## GOAL OF THE EXERCISE
Your answer should be every line of the records that contains the word "frame".

[Dataset records]
Segment Open

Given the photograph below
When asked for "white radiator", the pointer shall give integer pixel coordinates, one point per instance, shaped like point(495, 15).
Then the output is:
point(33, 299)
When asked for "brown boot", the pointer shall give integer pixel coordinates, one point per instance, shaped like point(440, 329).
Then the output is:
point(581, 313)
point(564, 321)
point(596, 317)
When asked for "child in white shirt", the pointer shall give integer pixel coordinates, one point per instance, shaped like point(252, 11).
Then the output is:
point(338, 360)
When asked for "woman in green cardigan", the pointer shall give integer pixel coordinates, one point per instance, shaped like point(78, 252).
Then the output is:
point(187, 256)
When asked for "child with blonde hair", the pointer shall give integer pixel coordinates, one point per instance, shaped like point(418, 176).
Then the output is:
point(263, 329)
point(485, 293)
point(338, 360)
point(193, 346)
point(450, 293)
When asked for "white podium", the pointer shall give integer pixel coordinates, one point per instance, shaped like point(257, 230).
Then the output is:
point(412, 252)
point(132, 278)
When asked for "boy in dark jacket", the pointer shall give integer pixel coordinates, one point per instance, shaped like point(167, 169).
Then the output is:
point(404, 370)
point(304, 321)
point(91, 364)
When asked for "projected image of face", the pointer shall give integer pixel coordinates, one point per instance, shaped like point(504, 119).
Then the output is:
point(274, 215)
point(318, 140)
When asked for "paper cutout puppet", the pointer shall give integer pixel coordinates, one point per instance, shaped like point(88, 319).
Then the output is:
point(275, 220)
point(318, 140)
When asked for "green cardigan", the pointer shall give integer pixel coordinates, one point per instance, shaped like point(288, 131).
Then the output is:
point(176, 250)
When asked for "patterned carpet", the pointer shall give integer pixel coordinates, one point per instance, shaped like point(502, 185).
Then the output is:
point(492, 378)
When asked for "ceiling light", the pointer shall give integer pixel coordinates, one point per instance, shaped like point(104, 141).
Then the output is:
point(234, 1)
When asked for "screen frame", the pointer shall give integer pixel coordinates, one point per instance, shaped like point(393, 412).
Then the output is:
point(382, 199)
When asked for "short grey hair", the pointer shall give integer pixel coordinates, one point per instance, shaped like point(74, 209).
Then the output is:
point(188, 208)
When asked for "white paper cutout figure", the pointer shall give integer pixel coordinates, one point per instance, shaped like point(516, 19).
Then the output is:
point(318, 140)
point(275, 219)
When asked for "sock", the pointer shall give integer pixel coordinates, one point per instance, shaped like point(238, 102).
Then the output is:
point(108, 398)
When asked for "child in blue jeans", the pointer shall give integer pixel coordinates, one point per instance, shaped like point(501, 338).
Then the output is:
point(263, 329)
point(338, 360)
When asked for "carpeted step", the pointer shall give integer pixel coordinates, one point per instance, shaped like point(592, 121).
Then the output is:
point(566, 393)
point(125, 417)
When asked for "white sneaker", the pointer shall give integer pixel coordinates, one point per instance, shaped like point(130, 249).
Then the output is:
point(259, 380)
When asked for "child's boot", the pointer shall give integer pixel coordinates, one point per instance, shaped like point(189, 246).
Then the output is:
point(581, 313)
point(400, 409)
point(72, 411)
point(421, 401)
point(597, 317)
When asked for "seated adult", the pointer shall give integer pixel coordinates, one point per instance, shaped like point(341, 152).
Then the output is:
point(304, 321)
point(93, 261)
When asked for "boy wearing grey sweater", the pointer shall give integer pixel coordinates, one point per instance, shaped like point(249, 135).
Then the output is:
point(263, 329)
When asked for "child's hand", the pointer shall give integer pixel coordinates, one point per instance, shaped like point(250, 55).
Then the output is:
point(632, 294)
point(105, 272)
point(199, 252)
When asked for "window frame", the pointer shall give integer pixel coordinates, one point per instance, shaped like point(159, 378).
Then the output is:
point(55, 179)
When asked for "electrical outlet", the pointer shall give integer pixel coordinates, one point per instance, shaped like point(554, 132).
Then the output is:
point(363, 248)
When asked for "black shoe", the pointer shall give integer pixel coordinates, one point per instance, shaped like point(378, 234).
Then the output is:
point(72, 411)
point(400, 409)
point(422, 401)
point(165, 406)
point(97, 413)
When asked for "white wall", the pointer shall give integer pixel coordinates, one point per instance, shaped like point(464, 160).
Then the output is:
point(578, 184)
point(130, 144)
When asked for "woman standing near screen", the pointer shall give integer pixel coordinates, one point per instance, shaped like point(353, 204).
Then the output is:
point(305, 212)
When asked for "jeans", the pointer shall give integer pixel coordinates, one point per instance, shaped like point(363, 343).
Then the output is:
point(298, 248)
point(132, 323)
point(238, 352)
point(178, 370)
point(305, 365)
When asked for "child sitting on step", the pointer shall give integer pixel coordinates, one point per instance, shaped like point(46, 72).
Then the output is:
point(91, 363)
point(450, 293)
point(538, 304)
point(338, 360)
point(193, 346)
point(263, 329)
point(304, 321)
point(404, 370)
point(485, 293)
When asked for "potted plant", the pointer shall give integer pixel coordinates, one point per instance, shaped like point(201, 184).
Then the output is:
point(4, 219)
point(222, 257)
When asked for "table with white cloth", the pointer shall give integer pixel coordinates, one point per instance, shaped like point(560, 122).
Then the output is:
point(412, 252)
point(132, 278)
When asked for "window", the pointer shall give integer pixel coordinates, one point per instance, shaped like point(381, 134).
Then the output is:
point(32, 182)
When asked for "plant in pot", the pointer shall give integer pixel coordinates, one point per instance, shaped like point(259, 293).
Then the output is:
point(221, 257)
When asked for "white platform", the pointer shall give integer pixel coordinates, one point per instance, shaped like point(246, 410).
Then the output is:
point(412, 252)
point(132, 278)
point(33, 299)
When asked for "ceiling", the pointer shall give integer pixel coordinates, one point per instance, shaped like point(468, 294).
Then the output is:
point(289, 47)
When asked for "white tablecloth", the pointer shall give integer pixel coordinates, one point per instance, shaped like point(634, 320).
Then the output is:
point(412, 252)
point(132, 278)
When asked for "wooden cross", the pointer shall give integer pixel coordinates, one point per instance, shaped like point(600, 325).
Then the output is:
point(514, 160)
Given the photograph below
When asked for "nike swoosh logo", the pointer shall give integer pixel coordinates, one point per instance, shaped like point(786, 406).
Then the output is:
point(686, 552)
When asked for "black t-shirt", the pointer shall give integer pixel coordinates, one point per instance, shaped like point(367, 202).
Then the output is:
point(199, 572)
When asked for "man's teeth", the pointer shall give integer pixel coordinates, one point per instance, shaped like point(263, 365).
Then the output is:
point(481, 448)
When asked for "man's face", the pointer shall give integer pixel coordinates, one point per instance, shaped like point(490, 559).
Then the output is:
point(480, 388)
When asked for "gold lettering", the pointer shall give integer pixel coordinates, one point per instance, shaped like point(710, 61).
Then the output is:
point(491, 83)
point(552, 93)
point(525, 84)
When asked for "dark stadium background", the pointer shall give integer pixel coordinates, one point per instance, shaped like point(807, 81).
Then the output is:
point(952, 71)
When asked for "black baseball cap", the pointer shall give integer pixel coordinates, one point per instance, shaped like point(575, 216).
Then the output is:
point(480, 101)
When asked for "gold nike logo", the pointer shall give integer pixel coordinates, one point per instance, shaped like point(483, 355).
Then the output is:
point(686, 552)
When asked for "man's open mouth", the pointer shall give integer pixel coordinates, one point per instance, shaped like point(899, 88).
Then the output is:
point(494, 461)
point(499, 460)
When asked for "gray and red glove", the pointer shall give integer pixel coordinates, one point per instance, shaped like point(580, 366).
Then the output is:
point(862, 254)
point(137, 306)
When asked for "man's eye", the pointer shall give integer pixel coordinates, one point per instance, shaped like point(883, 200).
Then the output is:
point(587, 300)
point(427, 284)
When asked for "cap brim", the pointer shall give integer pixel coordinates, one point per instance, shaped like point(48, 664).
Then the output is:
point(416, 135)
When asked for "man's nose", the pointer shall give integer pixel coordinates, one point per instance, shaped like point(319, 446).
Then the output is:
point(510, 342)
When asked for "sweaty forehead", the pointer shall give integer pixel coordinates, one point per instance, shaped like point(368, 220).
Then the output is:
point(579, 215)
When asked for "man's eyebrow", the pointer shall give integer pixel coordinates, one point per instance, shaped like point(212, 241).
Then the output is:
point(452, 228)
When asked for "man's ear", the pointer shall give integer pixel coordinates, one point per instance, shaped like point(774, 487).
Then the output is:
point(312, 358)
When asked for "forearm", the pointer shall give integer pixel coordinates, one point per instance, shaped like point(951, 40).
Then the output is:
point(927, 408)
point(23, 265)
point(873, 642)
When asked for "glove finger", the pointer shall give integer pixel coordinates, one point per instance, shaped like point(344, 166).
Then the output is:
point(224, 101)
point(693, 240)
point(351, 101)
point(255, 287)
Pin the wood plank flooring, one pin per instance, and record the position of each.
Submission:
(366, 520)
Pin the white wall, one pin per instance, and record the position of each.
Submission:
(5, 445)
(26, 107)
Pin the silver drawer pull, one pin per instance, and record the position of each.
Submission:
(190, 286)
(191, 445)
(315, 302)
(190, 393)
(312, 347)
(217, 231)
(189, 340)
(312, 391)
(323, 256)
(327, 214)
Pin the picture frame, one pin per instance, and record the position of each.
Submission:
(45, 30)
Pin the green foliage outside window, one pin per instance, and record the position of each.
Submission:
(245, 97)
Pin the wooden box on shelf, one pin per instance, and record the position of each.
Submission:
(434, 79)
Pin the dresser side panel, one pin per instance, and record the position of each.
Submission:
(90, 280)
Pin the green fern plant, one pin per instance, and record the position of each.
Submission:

Segment Closed

## WORKED SOLUTION
When asked for "screen frame", the pointer shall give integer pixel coordinates, one point per instance, shaped like point(393, 412).
When asked for "window frame", the pointer shall give integer pixel coordinates, one point per instance, shaped like point(159, 378).
Pin the picture frame, one pin per instance, and record the position of each.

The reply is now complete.